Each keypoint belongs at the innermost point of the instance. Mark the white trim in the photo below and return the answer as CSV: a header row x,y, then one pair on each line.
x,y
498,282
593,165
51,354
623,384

+===+

> **BRIEF**
The full listing should be restated word for word.

> **ANSWER BOX**
Each keypoint belongs at the innermost point of the instance. Mark the white trim in the photo below and return the answer as CSV: a header row x,y, then one pair on each line.
x,y
498,282
593,165
51,354
623,384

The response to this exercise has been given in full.